* Directions for this task *
Copy out the lines exactly, starting with the line that contains "white table skirt" and going on through the end of the items.

Object point labels:
* * *
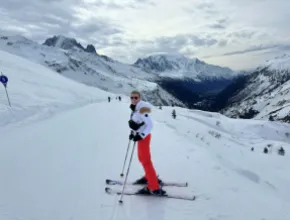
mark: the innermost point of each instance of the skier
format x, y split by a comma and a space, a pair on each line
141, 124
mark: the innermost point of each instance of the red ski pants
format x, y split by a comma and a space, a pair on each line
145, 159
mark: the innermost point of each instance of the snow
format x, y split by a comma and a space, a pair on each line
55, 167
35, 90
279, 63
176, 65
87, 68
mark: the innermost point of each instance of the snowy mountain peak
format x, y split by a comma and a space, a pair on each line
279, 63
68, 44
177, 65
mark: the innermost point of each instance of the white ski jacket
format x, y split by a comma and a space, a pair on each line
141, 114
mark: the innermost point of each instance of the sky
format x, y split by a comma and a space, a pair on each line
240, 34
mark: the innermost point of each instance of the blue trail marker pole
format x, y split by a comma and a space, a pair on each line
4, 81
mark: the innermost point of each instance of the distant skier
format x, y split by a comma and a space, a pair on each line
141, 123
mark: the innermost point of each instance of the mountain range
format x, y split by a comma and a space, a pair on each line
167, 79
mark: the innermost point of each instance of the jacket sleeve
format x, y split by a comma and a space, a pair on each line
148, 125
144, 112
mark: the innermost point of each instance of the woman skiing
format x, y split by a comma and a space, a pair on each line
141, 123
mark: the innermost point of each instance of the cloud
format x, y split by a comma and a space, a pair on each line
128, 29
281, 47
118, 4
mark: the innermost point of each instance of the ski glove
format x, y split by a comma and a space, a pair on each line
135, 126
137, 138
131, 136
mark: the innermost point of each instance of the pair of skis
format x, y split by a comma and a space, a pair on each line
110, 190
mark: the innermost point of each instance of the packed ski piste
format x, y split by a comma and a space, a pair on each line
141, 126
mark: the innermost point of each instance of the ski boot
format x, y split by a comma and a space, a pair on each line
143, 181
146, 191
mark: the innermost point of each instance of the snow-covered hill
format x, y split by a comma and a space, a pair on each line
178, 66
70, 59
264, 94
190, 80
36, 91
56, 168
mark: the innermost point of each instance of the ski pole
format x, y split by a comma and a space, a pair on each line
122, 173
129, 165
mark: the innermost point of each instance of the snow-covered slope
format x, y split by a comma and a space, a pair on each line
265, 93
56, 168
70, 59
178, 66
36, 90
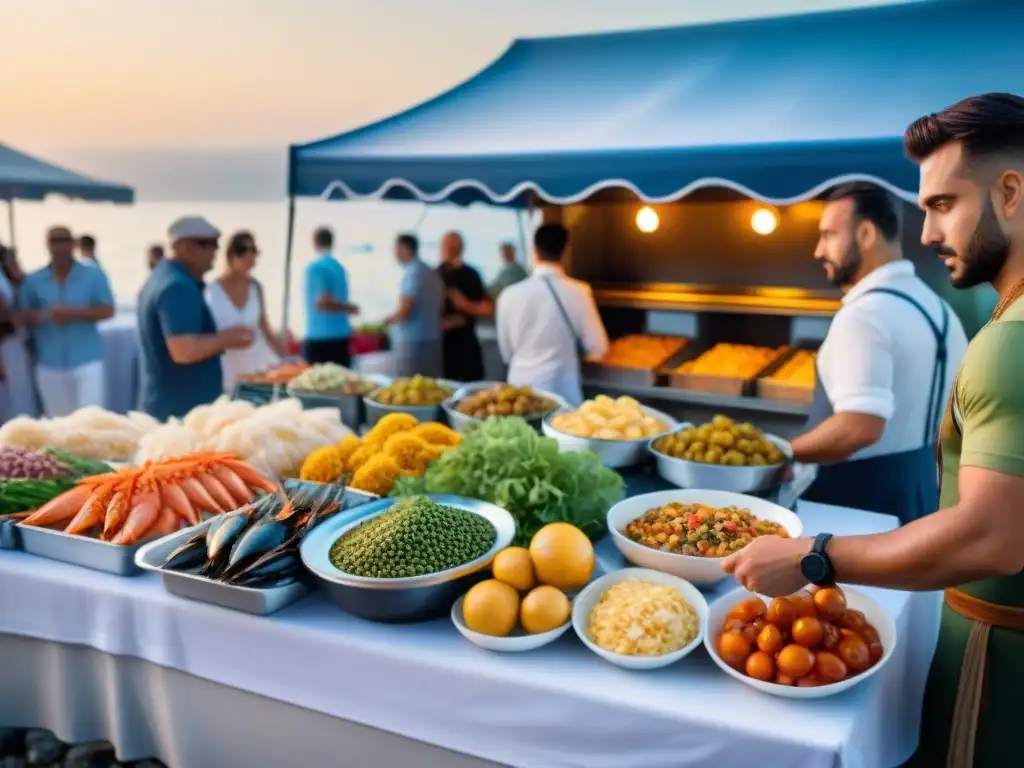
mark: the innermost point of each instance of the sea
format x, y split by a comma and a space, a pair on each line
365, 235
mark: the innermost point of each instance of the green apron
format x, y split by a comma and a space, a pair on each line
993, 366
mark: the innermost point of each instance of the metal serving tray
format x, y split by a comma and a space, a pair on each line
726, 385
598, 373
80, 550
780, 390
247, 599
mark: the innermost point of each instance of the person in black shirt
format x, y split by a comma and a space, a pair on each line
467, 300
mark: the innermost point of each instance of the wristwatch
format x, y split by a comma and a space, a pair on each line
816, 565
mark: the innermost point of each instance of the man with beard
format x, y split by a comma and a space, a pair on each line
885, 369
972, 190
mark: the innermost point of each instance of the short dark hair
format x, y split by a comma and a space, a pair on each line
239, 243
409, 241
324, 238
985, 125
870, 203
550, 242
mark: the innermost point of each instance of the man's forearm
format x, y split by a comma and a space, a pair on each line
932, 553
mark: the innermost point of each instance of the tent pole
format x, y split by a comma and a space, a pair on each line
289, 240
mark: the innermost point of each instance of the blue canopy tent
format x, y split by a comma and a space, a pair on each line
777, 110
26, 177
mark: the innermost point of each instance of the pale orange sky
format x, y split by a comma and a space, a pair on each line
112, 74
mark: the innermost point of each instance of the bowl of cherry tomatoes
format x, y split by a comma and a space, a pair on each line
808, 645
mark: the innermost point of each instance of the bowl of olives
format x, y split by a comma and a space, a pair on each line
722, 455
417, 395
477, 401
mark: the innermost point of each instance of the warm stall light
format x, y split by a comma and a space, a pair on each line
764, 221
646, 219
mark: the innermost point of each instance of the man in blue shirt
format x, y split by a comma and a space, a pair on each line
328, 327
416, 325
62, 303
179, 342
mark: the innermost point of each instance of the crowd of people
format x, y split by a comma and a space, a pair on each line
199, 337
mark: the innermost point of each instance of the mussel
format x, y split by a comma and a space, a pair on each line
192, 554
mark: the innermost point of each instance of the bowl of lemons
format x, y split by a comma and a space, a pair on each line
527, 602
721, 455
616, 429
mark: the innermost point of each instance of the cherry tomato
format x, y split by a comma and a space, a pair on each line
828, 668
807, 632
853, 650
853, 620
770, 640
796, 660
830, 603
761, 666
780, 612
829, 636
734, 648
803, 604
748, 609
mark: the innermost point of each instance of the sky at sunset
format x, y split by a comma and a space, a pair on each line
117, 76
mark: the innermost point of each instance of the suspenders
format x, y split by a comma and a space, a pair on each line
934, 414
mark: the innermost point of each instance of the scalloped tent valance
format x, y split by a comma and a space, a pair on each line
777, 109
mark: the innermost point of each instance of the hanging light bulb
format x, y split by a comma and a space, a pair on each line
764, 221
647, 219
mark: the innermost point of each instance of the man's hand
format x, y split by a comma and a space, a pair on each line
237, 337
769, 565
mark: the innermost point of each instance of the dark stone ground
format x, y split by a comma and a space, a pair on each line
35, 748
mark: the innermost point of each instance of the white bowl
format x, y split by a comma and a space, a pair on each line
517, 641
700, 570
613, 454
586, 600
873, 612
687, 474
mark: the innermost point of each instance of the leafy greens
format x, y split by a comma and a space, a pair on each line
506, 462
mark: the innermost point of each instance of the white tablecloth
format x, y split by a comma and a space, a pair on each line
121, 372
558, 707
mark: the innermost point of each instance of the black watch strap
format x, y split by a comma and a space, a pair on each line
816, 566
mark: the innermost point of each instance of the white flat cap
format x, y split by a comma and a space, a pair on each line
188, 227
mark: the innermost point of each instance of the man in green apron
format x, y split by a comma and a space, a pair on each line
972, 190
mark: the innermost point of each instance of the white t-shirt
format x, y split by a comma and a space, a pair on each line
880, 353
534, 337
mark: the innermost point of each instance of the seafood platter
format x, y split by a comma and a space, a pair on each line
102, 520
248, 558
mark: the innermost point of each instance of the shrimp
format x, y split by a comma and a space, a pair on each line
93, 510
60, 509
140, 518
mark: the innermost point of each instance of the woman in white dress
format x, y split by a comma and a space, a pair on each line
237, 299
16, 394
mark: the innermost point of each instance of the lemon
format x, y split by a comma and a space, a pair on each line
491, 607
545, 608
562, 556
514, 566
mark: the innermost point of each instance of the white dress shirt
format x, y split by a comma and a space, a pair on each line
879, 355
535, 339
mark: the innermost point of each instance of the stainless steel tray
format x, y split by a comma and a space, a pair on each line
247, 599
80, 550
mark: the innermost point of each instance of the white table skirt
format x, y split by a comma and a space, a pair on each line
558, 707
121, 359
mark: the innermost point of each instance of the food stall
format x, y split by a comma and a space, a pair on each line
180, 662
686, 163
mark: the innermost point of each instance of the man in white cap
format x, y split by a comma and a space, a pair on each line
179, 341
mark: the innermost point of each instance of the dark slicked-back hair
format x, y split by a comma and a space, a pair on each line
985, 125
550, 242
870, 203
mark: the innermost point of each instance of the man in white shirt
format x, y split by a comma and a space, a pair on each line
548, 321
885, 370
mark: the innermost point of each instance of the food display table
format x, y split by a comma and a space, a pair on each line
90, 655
* * *
* Task output *
mark: the innermost point of each instance of the white table skirt
format x, y split by a comma and a space, a pair on each line
558, 707
121, 359
mark: the innermost point of each instance of the food stall
format x, y split by a comma and a space, a pair on each line
180, 662
686, 163
mark: the innermost point of each instance of the man in white cap
format x, y split by a comma and a space, a pair on each line
179, 341
mark: the innermost point of each instance of the dark slicked-back hair
format x, y split by a comma and a space, a pair on each line
985, 125
550, 242
870, 203
mark: the innermost point of each instance of the man in white shirt
format x, y split by a comma and a space, a pair on each line
548, 321
885, 370
mark: the innermost point of each instance of the food display table
format x, y split by a comma and a space, a pair on each line
90, 655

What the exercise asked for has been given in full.